Dataset rows
◆ ◆ ◆

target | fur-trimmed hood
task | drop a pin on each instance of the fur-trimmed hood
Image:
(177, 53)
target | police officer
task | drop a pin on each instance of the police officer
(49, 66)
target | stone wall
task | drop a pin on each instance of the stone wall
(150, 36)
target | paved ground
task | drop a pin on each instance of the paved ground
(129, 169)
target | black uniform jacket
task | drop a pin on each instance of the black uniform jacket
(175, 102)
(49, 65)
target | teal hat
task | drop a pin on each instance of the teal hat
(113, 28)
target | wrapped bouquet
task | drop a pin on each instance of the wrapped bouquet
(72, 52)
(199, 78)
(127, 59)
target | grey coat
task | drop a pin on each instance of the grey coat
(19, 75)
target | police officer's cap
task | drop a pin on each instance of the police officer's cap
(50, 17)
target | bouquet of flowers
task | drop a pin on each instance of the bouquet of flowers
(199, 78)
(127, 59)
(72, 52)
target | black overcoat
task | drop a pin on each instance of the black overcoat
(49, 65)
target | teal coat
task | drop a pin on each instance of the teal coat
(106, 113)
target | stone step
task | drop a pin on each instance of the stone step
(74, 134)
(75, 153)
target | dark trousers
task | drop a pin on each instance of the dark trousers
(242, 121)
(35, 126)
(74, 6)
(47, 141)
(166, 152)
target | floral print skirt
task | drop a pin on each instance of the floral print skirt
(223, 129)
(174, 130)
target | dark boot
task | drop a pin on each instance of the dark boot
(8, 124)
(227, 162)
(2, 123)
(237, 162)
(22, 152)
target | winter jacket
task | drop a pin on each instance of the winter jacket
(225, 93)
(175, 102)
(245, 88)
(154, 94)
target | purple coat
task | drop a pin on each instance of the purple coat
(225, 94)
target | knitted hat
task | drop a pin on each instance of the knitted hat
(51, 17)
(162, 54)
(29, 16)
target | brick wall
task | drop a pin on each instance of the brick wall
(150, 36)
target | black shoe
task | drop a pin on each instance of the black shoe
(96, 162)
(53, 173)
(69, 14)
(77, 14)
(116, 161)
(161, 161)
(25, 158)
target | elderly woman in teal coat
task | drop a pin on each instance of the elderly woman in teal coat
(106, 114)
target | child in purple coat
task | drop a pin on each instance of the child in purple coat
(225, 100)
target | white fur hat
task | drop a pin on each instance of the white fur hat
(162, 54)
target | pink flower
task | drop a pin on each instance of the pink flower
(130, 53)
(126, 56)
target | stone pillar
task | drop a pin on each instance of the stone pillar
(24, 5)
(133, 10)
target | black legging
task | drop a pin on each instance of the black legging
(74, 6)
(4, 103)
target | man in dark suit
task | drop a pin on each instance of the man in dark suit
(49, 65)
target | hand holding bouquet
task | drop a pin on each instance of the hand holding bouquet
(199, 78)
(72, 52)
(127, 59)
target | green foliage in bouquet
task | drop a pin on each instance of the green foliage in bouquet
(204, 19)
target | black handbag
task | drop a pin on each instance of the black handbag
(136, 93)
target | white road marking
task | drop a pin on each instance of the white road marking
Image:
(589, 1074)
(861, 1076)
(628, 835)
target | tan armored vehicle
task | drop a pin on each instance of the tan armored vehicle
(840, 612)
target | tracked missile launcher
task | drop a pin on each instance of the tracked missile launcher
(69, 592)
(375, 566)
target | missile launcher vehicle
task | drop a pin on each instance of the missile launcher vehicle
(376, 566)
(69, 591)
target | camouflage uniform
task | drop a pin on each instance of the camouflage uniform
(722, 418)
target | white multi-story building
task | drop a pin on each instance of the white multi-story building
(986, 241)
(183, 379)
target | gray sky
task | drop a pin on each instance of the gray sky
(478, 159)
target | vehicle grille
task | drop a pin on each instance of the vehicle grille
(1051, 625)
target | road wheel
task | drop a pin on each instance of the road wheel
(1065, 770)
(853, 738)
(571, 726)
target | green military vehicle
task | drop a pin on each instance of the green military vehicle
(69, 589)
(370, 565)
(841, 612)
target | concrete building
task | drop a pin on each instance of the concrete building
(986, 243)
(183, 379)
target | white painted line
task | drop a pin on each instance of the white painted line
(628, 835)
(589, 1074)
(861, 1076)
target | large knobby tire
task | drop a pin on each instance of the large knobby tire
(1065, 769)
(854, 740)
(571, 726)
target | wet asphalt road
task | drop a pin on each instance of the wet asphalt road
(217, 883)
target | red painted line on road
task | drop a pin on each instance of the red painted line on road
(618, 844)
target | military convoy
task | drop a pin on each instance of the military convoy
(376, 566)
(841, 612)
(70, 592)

◆ ◆ ◆

◆ PROBLEM DETAILS ◆
Print all of the lines above verbatim, without changing anything.

◆ TASK SOLUTION ◆
target | fur-trimmed hood
task | drop a pin on each instance of the fur-trimmed hood
Image:
(177, 53)
target | police officer
task | drop a pin on each instance of the police officer
(49, 66)
target | stone wall
task | drop a pin on each instance of the stone wall
(150, 36)
target | paved ground
task | drop a pin on each instance of the paved ground
(129, 169)
target | black uniform jacket
task | drop a pin on each instance of the black uniform jacket
(175, 102)
(49, 65)
target | teal hat
task | drop a pin on each instance of the teal hat
(113, 28)
target | wrapped bouquet
task | drop a pin on each instance of the wrapped bouquet
(72, 52)
(199, 78)
(127, 59)
target | grey coat
task | drop a pin on each instance of the grey coat
(19, 75)
target | police officer's cap
task | drop a pin on each instance of the police officer's cap
(50, 17)
target | bouquet of flowers
task | drop a pin on each instance of the bouquet of flowers
(199, 78)
(127, 59)
(72, 52)
target | black overcoat
task | drop a pin on each instance of the black overcoat
(49, 65)
target | teal coat
task | drop a pin on each instance of the teal coat
(106, 113)
target | stone step
task | drop a pin on each instance of the stone step
(74, 134)
(75, 153)
target | dark trousers
task | drop a pin on each instance of the dark trousers
(242, 121)
(35, 126)
(74, 6)
(47, 141)
(166, 152)
target | floral print skirt
task | drop a pin on each instance of the floral print skirt
(223, 129)
(174, 130)
target | dark boot
task | drop a pin on each instance of the dark boot
(8, 124)
(227, 162)
(2, 123)
(237, 162)
(22, 152)
target | winter jacket
task | drop a pin on each instance of the winter jacket
(225, 93)
(175, 102)
(245, 88)
(154, 94)
target | purple coat
task | drop a pin on each instance of the purple coat
(225, 94)
target | knitted hat
task | drop a pin on each instance of the knitted hat
(51, 17)
(162, 54)
(29, 16)
target | brick wall
task | drop a pin on each instance of the brick wall
(150, 36)
target | black shoe
task | drop a pin on each instance of the black shoe
(96, 162)
(53, 173)
(69, 14)
(77, 14)
(116, 161)
(161, 161)
(25, 158)
target | elderly woman in teal coat
task | drop a pin on each instance of the elderly woman in teal coat
(106, 114)
target | child in purple coat
task | drop a pin on each instance of the child in purple coat
(225, 100)
target | white fur hat
task | drop a pin on each instance of the white fur hat
(162, 54)
target | pink flower
task | drop a pin on each instance of the pink flower
(130, 53)
(126, 56)
target | stone pillar
task | drop a pin on each instance of the stone pillar
(24, 5)
(133, 10)
target | black legging
task | drop a pin on each instance of the black legging
(74, 6)
(4, 103)
target | man in dark suit
task | drop a pin on each instance of the man in dark suit
(49, 65)
target | hand holding bouquet
task | drop a pin on each instance of the hand holding bouquet
(199, 78)
(72, 52)
(127, 59)
target | green foliage in bouquet
task | drop a pin on each instance of the green foliage in bouquet
(204, 19)
target | black handbag
task | drop a pin on each instance of the black handbag
(136, 93)
target | white road marking
task | drop a pin on each instance of the white road marking
Image:
(589, 1074)
(861, 1076)
(628, 835)
target | tan armored vehicle
task | drop a pin on each instance of the tan armored vehicle
(840, 612)
target | tracked missile launcher
task | drop a pin on each instance of the tracked missile launcher
(69, 592)
(375, 566)
target | missile launcher vehicle
task | drop a pin on each instance of the missile launcher vehicle
(376, 566)
(69, 591)
target | camouflage uniform
task | drop a pin on each instance of the camouflage uniform
(722, 418)
target | white multi-story building
task | drop a pin on each instance of the white multi-story building
(986, 241)
(183, 379)
target | gray sky
task | drop a pin on each instance of the gray sky
(478, 159)
target | vehicle grille
task | drop a pin on each instance of the vehicle grille
(1051, 625)
target | road wheel
task | drop a pin on each instance of the road wheel
(1065, 770)
(853, 738)
(571, 726)
target | green military vehicle
task | drop a pin on each instance of the green military vehicle
(69, 589)
(370, 565)
(841, 612)
target | concrete building
task | drop a pin on each instance of the concrete building
(986, 243)
(183, 379)
target | white painted line
task | drop a pin on each instance of the white painted line
(628, 835)
(589, 1074)
(861, 1076)
target | large knobby tire
task | drop a pin on each instance of the large knobby tire
(1065, 769)
(854, 740)
(571, 726)
target | wet asphalt road
task | drop a pin on each instance of the wet asphalt road
(217, 883)
target | red painted line on road
task | drop a pin on each instance of the red painted line on road
(618, 844)
target | military convoy
task | drop a pin on each instance of the military convoy
(376, 566)
(841, 612)
(70, 592)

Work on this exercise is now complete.